▶ _Job_: Reproduce word for word the stretch of the pg_sorted_heap documentation from "The stable 0.13" through "KEY (entity_id, relation_id, target_id)".

▶ _Document extract_:
_ _ _ _ _

CALL sorted_heap_compact_online('events'::regclass);

Verify scan pruning

EXPLAIN (ANALYZE, BUFFERS)
SELECT * FROM events WHERE id BETWEEN 500 AND 600;

Output:

 Custom Scan (SortedHeapScan) on events
   Filter: ((id >= 500) AND (id <= 600))
   Zone Map: 2 of 1946 blocks (pruned 1944)
   Buffers: shared hit=2

The zone map pruned 1,944 of 1,946 blocks – only 2 blocks were read.

Run tests

make installcheck              # regression tests
make test-crash-recovery       # crash recovery (4 scenarios)
make test-concurrent           # concurrent DML + online ops
make test-toast                # TOAST integrity + concurrent guard
make test-alter-table          # ALTER TABLE DDL (36 checks)
make test-dump-restore         # pg_dump/restore lifecycle (10 checks)
make test-graph-builder        # graph sidecar bootstrap + rebuild smoke
make test-pg-upgrade           # pg_upgrade 17->18 (13 checks)

Stable GraphRAG quick start

The stable 0.13 GraphRAG surface is intentionally narrow: fact-shaped retrieval over a sorted_heap table clustered by (entity_id, relation_id, target_id).

CREATE EXTENSION pg_sorted_heap;

CREATE TABLE facts (
    entity_id   int4,
    relation_id int2,
    target_id   int4,
    embedding   svec(384),
    payload     text,
    PRIMARY KEY (entity_id, relation_id, target_id)
) USING sorted_heap;

CREATE INDEX facts_embedding_idx
ON facts USING sorted_hnsw (embedding)

_ _ _ _ _

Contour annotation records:
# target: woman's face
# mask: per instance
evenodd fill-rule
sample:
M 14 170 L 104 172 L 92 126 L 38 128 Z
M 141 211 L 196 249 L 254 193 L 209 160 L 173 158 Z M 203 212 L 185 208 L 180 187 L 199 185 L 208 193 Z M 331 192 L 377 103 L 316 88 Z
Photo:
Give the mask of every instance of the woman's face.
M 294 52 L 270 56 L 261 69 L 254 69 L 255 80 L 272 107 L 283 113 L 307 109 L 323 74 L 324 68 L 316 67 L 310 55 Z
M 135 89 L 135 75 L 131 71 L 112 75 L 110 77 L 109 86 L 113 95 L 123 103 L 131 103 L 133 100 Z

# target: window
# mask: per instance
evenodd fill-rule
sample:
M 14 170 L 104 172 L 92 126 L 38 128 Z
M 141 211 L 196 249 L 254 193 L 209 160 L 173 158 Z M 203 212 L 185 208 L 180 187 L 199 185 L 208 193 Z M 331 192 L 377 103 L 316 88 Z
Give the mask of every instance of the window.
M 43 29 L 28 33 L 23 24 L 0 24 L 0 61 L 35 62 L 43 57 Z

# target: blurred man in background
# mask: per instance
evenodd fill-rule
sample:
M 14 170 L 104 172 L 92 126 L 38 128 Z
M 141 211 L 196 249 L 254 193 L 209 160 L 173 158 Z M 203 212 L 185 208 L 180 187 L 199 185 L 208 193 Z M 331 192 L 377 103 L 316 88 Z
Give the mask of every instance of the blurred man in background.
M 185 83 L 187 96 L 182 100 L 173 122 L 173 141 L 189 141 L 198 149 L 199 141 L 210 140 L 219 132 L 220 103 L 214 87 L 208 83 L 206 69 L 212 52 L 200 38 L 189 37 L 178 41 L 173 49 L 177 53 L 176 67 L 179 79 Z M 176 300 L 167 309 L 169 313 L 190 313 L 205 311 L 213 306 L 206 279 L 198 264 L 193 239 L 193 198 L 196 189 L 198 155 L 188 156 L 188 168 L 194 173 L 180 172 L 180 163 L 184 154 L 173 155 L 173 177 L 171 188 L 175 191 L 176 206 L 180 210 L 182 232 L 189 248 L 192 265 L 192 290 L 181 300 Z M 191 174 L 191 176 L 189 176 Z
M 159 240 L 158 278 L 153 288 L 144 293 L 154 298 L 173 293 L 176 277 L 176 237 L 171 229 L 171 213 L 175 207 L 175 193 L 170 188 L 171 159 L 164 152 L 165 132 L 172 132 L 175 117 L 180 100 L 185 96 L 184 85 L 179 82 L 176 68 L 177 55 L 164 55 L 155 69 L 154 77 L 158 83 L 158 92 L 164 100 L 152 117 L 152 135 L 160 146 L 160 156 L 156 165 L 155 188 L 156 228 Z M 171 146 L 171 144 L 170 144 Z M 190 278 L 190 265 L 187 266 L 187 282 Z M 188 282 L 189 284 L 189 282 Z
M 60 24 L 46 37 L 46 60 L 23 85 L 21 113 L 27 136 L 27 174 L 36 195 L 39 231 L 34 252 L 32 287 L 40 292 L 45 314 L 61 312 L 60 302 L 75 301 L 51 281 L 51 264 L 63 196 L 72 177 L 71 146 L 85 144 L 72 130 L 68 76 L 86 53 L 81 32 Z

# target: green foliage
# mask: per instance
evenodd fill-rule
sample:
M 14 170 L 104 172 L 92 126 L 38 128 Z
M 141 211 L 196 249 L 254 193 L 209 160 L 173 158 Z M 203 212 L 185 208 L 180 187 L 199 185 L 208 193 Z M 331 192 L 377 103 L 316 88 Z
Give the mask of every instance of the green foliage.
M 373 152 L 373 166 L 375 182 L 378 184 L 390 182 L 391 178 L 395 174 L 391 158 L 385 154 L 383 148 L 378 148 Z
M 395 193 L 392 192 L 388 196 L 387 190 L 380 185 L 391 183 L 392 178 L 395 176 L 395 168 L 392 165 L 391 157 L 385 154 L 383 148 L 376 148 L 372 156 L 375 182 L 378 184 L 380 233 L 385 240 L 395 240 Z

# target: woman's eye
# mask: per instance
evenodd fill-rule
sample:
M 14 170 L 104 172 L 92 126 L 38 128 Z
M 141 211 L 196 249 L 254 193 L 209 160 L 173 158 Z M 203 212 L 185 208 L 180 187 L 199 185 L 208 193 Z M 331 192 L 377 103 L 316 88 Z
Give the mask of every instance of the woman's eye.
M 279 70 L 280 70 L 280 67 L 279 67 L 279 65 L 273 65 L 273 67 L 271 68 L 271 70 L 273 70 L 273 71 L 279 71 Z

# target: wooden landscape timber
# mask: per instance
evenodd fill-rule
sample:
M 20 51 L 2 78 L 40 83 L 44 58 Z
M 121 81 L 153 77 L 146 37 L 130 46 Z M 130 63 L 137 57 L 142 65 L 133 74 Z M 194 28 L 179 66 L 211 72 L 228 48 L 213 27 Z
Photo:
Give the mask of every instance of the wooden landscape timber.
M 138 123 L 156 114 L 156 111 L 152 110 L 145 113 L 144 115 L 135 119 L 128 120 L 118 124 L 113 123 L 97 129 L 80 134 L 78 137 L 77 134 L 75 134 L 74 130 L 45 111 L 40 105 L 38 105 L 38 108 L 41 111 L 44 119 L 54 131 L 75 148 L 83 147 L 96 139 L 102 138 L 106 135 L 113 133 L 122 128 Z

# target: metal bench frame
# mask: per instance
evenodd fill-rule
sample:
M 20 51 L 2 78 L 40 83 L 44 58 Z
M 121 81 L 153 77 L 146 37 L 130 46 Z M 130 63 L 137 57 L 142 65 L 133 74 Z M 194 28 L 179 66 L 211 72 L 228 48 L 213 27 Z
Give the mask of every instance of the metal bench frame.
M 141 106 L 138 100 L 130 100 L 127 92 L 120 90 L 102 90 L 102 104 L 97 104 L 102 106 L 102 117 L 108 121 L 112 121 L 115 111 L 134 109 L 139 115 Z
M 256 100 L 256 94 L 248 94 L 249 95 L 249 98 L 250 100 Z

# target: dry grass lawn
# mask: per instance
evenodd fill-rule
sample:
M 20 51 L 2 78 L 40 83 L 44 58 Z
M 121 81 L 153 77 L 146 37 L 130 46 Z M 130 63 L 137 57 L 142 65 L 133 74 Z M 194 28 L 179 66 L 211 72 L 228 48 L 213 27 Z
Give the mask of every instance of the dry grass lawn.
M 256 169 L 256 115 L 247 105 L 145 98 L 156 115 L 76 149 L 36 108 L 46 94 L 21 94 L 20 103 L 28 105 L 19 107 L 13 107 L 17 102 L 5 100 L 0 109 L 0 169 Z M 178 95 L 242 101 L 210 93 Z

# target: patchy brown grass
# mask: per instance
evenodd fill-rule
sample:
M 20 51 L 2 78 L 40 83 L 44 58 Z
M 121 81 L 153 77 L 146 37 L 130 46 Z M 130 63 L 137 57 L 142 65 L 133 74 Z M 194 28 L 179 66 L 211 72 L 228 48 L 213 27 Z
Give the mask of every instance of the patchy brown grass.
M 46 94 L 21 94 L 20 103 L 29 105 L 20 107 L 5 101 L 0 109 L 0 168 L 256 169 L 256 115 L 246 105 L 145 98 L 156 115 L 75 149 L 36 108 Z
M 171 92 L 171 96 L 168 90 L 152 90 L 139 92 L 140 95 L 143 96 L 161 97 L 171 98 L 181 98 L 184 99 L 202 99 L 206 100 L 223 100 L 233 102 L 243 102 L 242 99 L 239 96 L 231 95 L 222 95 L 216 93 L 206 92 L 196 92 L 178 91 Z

_ _ _ _ _

▶ _Response to the exercise_:
The stable 0.13 GraphRAG surface is intentionally narrow: fact-shaped retrieval over a sorted_heap table clustered by (entity_id, relation_id, target_id).

CREATE EXTENSION pg_sorted_heap;

CREATE TABLE facts (
    entity_id   int4,
    relation_id int2,
    target_id   int4,
    embedding   svec(384),
    payload     text,
    PRIMARY KEY (entity_id, relation_id, target_id)